**** Information supplied

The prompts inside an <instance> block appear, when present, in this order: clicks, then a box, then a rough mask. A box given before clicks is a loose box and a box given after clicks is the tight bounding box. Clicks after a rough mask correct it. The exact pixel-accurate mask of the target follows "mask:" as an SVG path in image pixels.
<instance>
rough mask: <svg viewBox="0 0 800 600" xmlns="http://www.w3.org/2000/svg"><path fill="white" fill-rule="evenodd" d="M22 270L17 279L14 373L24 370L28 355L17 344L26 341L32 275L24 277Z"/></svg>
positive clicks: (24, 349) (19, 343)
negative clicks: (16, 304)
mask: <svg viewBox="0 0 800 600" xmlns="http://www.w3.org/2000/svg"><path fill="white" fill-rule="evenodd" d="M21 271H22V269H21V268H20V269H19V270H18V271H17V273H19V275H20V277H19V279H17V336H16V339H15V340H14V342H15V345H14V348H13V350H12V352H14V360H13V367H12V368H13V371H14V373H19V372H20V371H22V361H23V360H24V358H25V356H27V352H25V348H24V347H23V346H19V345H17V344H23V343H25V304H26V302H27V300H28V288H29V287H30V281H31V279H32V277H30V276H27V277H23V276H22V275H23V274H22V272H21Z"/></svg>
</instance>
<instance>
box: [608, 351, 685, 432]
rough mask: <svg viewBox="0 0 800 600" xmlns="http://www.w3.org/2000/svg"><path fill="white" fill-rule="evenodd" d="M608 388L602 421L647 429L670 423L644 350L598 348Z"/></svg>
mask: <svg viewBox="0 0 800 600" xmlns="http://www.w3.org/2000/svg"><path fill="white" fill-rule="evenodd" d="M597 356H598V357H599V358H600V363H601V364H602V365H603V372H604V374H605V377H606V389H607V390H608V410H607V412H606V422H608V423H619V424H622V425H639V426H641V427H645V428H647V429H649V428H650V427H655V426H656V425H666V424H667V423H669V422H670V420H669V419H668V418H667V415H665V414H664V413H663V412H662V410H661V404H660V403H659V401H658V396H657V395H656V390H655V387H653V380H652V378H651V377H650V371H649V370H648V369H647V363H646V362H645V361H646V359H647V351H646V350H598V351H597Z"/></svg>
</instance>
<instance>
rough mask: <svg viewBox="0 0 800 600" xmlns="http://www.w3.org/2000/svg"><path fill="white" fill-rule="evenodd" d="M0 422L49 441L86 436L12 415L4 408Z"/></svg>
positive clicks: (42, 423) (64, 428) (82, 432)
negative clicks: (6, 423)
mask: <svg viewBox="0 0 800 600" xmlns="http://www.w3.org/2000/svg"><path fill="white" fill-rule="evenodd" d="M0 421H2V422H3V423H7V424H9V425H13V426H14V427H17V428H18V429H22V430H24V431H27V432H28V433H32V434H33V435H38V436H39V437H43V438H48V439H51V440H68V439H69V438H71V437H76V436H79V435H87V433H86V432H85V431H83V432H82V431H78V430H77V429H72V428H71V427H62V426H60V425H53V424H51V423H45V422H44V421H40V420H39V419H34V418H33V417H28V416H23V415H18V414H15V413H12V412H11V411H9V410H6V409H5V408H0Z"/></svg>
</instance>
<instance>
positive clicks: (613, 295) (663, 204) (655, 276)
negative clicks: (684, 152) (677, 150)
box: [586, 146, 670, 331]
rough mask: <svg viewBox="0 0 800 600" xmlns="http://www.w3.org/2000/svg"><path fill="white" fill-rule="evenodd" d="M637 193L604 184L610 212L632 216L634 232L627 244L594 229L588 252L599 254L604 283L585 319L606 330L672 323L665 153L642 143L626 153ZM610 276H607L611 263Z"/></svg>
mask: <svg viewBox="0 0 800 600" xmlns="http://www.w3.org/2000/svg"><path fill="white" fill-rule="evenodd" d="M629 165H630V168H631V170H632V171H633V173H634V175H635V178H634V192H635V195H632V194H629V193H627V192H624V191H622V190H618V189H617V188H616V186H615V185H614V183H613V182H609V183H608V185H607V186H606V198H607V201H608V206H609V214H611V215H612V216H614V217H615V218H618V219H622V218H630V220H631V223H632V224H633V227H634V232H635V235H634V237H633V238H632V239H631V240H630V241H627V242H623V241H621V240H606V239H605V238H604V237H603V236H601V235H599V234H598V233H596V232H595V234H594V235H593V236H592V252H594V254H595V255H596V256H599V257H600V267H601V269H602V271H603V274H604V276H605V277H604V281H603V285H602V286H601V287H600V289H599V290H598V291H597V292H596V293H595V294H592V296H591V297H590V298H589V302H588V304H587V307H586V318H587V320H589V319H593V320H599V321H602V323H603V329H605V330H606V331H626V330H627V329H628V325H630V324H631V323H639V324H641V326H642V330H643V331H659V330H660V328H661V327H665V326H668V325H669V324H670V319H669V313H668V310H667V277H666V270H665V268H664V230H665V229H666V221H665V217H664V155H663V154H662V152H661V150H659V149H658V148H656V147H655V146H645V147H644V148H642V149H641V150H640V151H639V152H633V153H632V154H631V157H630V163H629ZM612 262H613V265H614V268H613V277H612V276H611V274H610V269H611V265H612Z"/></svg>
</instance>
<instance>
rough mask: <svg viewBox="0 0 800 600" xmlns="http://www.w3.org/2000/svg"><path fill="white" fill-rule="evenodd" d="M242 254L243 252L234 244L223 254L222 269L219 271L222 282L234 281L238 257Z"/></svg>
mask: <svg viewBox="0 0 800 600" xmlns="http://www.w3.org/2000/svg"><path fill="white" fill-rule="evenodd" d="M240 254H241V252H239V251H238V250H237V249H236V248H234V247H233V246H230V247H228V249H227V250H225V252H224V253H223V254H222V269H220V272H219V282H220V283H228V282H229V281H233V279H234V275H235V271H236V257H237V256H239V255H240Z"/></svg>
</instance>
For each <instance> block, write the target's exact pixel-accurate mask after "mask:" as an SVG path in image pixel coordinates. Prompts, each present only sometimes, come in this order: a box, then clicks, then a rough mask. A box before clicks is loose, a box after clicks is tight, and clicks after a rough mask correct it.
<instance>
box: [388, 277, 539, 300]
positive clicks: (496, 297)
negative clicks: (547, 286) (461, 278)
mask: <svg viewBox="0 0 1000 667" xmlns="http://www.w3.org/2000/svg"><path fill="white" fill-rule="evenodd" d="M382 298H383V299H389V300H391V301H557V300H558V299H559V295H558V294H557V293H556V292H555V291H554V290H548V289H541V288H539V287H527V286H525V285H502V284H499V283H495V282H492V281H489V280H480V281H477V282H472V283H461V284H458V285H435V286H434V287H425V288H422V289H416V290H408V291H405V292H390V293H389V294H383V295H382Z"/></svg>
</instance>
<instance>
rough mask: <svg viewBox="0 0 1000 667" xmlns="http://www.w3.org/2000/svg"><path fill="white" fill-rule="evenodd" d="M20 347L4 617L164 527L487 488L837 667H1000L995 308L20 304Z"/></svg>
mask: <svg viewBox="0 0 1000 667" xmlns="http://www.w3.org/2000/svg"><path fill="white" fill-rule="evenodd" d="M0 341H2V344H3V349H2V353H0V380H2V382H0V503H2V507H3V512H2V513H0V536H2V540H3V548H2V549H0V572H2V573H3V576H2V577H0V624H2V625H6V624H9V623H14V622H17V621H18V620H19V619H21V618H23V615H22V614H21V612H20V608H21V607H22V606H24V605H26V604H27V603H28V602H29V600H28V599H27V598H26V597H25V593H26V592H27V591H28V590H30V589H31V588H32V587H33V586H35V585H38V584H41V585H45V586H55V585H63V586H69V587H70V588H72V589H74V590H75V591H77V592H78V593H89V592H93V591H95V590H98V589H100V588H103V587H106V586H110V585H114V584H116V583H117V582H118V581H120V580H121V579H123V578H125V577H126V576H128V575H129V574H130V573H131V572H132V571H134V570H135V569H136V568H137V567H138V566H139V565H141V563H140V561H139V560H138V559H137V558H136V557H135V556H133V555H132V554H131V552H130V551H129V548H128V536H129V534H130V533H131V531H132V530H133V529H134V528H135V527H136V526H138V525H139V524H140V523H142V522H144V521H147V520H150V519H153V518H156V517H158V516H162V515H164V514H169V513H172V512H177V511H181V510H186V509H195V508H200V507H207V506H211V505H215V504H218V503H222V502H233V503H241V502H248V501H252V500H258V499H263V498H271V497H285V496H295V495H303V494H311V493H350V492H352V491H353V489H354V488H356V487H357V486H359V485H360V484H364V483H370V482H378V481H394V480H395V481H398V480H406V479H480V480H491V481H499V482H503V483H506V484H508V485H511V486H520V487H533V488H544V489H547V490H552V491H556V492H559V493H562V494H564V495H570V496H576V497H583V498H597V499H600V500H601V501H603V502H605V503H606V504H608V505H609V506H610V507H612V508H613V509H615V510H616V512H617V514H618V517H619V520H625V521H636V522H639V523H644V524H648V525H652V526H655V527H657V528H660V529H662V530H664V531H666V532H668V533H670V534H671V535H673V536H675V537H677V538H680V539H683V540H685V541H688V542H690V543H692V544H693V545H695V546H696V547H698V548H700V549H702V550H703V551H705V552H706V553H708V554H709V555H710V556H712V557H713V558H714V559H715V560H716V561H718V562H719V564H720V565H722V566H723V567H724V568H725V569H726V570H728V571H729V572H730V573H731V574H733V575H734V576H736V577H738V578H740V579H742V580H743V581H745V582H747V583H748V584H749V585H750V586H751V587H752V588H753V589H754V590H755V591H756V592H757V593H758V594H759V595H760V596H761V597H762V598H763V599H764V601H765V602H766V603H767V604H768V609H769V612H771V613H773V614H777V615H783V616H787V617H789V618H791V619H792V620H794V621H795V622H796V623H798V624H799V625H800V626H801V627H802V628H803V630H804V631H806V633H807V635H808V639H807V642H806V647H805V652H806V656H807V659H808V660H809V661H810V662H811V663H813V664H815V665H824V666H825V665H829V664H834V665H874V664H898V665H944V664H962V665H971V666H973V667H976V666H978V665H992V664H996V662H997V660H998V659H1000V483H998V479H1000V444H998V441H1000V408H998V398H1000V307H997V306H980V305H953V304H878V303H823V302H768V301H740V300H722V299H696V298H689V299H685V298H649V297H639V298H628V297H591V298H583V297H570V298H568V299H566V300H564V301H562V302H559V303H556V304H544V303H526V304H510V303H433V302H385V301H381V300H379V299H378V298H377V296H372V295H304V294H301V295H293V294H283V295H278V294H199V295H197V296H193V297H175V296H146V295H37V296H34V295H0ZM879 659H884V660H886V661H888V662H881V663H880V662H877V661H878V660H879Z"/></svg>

********

▶ _What to produce_: Copy out every line from the material above where the string "then" turns up.

▶ _Exercise result_:
The prompts inside an <instance> block appear, when present, in this order: clicks, then a box, then a rough mask. A box given before clicks is a loose box and a box given after clicks is the tight bounding box. Clicks after a rough mask correct it. The exact pixel-accurate mask of the target follows "mask:" as an SVG path in image pixels.
For each <instance> block, write the target's exact pixel-accurate mask after "mask:" as an SVG path in image pixel coordinates. Prompts, each present only sometimes, come in this order: a box, then clicks, then a rough mask. A box before clicks is loose, a box after clicks is tight, and clicks after a rough mask correct it.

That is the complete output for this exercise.